__To do__
Rewrite the forum thread starting with "Pictured here on" and going on through "be your name?", putting "colleague" in place of "friend".

BEGIN Provided text

# Carrera Gryphon Hybrid/Commuter



## cheadle hulme (8 Jul 2011)

Size Large 2005 Gryphon. Fully mudguarded up with SRAM X7 gears (27 speed) and flat bars. SPD pedals etc

Tyres are flat and needs a service an a new M5 bolt for the mudguard, but otherwise fine.

Free to good home. Must collect this weekend though please - I'm moving and need the space!!

Pictured here on my LEJOG (rack not included)


----------



## calibanzwei (8 Jul 2011)

Very generous! 
A friend might be interested in this - I'll need to check with him though.

EDIT: I presume the pickup will be your name?


----------



## cheadle hulme (8 Jul 2011)

Sorry, yes SK8! 

Mental note to change username to Llandudno!!


----------



## calibanzwei (8 Jul 2011)

Yup, he'll have it - sent ya' PM - cheers!


----------



## cheadle hulme (8 Jul 2011)

calibanzwei said:


> Yup, he'll have it - sent ya' PM - cheers!

END Provided text
BEGIN Records shown

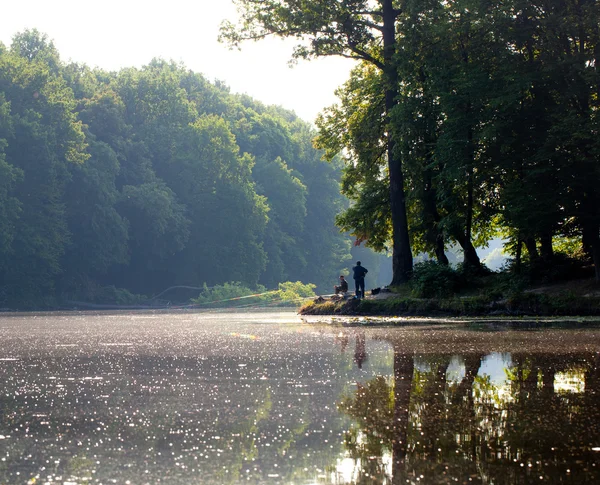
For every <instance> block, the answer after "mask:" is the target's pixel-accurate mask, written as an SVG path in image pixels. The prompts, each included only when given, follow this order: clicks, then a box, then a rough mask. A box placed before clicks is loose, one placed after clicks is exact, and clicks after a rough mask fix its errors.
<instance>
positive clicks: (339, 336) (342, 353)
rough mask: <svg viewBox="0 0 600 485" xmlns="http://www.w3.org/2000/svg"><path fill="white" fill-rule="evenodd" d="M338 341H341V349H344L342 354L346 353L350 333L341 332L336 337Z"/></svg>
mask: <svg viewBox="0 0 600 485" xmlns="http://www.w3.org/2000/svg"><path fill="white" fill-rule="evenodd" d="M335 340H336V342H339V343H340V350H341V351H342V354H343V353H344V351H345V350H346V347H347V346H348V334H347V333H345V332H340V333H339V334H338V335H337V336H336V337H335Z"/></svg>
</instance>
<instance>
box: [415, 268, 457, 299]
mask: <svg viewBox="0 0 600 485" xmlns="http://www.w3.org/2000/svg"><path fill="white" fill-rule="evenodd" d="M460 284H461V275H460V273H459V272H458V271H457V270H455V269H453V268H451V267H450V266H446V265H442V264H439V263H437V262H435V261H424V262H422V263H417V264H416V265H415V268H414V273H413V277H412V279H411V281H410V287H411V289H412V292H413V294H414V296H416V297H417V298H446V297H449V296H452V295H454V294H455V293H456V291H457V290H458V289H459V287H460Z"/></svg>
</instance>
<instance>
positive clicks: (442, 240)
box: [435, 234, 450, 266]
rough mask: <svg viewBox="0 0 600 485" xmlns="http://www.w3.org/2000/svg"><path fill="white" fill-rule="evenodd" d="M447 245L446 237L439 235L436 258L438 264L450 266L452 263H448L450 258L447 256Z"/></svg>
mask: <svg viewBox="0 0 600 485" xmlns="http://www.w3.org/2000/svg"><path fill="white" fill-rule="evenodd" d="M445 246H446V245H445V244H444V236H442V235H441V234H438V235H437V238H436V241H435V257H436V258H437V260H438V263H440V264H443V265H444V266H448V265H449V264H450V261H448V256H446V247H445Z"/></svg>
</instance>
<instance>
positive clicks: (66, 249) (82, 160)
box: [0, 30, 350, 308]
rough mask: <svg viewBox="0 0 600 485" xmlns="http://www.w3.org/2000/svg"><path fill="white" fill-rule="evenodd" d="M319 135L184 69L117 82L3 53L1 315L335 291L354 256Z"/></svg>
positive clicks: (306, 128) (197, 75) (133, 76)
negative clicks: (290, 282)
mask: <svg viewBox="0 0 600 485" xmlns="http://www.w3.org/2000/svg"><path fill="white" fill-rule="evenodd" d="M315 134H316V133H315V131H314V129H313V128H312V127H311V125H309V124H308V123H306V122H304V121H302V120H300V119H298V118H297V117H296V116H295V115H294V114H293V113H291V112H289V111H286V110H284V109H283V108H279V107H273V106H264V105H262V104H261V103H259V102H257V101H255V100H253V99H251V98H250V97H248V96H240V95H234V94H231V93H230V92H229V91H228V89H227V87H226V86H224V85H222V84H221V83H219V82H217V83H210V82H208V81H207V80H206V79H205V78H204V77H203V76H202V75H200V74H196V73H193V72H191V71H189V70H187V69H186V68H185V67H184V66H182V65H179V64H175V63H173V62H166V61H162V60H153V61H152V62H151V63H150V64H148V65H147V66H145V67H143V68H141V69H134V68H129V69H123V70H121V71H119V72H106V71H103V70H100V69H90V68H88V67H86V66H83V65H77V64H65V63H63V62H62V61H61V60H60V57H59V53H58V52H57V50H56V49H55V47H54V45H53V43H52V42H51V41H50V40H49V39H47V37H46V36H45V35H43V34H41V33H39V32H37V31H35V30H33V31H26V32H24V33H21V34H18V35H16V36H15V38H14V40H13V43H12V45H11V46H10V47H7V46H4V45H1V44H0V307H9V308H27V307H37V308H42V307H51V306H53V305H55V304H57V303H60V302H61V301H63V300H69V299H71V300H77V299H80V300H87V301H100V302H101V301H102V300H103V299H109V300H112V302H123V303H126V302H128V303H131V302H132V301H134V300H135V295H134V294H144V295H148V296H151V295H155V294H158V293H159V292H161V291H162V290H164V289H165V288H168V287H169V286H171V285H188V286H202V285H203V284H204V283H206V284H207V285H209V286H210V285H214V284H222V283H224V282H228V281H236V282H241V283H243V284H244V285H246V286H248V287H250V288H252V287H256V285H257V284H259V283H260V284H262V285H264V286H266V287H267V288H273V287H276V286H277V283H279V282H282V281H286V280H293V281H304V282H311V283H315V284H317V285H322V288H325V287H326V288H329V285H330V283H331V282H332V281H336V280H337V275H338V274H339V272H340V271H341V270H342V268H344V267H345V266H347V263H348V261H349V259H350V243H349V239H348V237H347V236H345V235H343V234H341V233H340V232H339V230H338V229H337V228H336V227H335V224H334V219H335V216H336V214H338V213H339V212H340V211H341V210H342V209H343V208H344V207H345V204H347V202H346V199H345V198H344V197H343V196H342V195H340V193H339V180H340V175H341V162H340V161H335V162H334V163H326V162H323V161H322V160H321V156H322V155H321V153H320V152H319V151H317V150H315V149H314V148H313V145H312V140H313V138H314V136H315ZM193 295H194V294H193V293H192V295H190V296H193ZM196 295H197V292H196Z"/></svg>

END Records shown

__Exercise answer__
Pictured here on my LEJOG (rack not included)


----------



## calibanzwei (8 Jul 2011)

Very generous! 
A colleague might be interested in this - I'll need to check with him though.

EDIT: I presume the pickup will be your name?